[DIRECTION] Find every line in the records below that contains the word "splash", and copy each of those lines.
§
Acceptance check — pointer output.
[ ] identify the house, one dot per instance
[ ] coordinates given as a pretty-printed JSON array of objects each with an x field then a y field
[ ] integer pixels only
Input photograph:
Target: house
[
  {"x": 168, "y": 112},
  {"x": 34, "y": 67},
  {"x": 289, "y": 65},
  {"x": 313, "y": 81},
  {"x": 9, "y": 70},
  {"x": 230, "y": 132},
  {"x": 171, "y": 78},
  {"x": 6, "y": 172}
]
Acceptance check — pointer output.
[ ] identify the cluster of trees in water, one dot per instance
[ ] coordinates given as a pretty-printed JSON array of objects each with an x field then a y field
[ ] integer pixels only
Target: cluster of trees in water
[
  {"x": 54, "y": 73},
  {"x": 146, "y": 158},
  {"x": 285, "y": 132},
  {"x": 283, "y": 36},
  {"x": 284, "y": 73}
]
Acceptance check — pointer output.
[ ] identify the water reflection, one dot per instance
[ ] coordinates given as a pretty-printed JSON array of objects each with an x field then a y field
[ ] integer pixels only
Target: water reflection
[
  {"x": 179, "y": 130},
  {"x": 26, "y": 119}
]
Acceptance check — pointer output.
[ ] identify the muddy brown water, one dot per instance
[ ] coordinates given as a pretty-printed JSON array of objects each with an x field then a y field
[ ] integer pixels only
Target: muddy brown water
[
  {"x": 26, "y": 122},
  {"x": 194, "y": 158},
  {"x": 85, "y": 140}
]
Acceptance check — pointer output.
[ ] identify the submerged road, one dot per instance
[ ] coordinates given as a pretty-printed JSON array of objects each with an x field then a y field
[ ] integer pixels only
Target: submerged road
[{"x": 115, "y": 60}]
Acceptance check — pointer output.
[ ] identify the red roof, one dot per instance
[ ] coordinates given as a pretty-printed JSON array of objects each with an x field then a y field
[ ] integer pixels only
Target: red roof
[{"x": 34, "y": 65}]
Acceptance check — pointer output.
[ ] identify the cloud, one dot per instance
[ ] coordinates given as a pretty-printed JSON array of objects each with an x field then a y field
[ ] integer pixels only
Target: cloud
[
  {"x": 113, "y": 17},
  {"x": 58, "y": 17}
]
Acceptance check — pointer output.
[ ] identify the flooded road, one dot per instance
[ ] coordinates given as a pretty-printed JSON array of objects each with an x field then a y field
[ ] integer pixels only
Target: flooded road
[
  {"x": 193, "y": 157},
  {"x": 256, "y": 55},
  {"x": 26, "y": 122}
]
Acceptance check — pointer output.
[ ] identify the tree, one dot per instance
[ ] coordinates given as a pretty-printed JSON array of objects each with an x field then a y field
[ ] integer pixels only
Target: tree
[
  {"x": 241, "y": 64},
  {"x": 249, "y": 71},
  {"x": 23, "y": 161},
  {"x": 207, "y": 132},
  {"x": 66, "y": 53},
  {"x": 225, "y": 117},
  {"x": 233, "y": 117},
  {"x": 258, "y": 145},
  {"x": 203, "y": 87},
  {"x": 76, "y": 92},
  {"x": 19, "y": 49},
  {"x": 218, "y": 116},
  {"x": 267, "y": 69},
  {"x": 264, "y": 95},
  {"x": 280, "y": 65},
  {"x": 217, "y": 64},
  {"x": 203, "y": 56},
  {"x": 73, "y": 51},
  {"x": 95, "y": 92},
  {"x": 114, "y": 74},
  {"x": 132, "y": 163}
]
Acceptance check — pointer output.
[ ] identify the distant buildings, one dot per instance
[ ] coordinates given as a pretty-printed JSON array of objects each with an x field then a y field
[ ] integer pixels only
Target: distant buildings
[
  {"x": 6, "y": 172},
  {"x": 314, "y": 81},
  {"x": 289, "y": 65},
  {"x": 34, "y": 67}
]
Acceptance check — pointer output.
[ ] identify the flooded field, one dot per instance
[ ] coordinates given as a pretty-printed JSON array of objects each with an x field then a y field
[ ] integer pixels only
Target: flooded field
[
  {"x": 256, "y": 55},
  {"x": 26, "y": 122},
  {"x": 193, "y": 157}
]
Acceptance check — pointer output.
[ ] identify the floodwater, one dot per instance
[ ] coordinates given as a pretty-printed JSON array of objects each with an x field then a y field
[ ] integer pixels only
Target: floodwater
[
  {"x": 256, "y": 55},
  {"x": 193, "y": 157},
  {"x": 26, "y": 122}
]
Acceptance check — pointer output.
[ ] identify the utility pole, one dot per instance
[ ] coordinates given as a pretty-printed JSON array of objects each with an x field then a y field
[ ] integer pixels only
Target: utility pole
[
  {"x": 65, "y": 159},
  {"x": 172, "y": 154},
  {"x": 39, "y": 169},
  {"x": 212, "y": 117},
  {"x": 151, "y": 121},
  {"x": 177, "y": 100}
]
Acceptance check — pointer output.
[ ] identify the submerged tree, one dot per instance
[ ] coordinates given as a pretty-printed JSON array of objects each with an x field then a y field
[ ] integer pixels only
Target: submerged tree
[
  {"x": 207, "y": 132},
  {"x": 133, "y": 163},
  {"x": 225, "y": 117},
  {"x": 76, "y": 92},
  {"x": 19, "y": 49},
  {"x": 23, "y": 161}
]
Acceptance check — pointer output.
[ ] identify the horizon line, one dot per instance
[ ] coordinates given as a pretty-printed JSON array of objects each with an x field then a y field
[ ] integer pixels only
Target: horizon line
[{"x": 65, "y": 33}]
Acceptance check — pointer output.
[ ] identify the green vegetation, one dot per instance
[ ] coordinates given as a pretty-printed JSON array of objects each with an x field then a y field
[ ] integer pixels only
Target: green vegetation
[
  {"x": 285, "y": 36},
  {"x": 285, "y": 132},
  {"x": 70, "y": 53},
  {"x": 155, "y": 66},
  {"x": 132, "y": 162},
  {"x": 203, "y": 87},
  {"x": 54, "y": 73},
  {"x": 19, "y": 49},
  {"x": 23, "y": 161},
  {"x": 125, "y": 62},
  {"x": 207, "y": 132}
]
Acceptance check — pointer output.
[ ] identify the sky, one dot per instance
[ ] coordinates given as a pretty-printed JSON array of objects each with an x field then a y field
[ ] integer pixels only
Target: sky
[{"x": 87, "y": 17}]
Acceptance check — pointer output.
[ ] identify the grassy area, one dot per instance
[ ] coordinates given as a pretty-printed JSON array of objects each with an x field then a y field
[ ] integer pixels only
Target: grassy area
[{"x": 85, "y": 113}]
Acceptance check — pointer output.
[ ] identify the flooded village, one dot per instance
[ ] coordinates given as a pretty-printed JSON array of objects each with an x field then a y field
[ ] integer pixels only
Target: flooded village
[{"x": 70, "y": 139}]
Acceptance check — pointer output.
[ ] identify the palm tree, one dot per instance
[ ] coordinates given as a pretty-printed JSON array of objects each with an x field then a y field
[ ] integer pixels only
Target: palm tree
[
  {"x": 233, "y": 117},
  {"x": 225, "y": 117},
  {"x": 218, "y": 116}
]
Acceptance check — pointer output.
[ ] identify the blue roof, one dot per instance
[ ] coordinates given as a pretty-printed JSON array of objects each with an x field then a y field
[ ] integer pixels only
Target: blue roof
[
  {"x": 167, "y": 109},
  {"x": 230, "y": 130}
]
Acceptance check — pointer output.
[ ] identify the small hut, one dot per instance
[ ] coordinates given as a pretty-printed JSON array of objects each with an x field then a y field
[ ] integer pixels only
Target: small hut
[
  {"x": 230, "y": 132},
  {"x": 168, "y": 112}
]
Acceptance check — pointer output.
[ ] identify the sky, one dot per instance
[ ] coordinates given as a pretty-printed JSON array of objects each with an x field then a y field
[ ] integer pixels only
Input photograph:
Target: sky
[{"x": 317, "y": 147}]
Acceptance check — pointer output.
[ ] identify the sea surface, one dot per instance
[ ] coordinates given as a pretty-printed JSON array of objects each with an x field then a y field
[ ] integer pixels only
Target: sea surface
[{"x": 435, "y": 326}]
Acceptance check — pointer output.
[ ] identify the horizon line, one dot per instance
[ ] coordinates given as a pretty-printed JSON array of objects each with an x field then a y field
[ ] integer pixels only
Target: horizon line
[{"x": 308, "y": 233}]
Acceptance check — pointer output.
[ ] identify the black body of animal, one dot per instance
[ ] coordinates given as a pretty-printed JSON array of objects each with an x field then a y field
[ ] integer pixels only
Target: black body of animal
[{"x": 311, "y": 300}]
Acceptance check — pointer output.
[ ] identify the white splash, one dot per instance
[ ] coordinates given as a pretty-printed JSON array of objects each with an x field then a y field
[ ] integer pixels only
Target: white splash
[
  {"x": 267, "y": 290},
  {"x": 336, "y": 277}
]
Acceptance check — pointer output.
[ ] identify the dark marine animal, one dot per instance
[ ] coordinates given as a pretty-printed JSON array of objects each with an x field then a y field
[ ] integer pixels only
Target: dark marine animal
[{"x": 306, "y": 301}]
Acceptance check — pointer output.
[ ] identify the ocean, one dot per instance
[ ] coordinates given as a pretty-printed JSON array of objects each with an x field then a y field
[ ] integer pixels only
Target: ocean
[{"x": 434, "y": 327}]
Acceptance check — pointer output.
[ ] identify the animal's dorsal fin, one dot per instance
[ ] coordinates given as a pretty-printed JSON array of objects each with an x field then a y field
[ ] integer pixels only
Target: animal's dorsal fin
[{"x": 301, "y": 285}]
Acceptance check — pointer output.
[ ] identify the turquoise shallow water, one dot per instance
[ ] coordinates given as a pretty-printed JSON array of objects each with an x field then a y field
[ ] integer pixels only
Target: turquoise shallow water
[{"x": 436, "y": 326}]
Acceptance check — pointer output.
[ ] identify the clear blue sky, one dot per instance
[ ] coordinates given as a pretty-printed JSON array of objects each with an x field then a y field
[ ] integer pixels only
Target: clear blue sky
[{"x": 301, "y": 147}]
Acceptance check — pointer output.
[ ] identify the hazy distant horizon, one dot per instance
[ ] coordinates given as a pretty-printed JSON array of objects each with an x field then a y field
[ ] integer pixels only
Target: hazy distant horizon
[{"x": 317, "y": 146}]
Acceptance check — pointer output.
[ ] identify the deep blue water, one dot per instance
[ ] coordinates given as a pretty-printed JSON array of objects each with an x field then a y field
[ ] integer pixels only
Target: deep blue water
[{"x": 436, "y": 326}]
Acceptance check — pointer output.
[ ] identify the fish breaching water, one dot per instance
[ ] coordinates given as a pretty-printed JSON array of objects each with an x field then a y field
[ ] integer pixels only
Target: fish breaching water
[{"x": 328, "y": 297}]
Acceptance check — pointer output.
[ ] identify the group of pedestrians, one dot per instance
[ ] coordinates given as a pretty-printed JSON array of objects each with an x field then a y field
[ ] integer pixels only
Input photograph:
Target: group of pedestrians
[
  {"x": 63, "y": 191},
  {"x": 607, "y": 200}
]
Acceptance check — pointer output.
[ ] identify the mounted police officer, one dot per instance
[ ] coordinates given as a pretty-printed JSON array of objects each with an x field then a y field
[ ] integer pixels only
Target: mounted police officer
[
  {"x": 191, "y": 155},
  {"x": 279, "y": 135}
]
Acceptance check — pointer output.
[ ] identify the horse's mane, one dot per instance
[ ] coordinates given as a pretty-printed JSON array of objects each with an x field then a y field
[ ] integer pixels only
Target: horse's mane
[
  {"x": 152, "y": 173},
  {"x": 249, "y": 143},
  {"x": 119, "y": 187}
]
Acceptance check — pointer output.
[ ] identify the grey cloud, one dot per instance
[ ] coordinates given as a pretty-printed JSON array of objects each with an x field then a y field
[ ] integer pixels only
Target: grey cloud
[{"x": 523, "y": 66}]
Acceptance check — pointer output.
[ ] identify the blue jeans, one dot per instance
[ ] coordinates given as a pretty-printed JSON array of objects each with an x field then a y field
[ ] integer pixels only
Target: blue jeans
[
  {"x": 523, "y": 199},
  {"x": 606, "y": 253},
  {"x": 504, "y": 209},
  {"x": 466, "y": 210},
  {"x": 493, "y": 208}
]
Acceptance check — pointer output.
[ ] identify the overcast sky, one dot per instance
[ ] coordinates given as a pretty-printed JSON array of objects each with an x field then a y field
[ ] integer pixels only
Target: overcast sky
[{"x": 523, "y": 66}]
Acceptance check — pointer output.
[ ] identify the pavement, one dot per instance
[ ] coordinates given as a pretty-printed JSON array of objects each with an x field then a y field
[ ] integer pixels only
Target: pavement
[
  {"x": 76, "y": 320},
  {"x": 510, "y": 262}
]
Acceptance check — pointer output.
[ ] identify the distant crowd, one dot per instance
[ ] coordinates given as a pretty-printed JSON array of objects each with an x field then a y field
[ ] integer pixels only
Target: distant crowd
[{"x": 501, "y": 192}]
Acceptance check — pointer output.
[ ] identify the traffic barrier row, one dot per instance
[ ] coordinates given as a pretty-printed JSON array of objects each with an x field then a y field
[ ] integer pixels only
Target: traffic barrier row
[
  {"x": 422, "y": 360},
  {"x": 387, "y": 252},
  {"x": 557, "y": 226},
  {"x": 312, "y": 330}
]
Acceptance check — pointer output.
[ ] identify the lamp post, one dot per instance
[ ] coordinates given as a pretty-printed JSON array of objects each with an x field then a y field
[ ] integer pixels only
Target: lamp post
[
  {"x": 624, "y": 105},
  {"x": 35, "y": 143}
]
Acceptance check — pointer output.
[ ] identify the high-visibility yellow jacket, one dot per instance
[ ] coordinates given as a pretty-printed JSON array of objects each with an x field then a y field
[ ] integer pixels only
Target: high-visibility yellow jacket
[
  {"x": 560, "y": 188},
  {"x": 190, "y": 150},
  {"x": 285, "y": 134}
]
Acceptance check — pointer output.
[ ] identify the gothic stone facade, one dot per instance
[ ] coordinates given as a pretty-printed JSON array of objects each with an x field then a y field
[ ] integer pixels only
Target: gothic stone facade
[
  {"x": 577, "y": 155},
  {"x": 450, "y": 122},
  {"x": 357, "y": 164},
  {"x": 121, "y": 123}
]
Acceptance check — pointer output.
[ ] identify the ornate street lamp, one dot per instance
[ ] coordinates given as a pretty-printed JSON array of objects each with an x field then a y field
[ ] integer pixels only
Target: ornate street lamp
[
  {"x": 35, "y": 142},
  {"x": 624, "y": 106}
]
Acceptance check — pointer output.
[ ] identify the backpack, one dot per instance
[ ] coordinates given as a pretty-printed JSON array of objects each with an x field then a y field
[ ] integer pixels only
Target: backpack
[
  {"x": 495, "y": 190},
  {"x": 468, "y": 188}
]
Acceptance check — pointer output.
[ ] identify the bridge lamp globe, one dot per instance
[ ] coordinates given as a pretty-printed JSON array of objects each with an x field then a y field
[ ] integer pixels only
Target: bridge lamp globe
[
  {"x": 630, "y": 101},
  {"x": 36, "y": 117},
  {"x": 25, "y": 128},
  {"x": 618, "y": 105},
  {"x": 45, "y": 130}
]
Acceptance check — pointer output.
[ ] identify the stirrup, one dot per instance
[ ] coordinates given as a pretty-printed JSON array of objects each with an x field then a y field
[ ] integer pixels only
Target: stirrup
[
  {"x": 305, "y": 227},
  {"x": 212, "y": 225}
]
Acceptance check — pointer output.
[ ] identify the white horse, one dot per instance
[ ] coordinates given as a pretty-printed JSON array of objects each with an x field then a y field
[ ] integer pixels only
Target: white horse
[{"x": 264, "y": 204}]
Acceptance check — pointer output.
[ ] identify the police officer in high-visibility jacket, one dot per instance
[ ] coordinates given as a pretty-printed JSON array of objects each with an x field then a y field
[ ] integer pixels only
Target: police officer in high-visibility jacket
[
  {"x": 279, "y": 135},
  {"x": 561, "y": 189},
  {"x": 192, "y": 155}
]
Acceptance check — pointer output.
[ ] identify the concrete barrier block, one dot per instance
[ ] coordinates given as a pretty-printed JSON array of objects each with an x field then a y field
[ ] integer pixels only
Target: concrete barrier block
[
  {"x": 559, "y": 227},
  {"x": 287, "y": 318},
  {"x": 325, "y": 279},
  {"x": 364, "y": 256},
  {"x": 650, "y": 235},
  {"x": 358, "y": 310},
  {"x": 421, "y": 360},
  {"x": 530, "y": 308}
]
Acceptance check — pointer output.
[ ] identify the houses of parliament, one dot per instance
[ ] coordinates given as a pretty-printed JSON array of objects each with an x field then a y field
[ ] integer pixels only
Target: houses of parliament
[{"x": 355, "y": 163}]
§
[CORRECT RESULT]
[ ] identify the white splash, one dot per instance
Target: white splash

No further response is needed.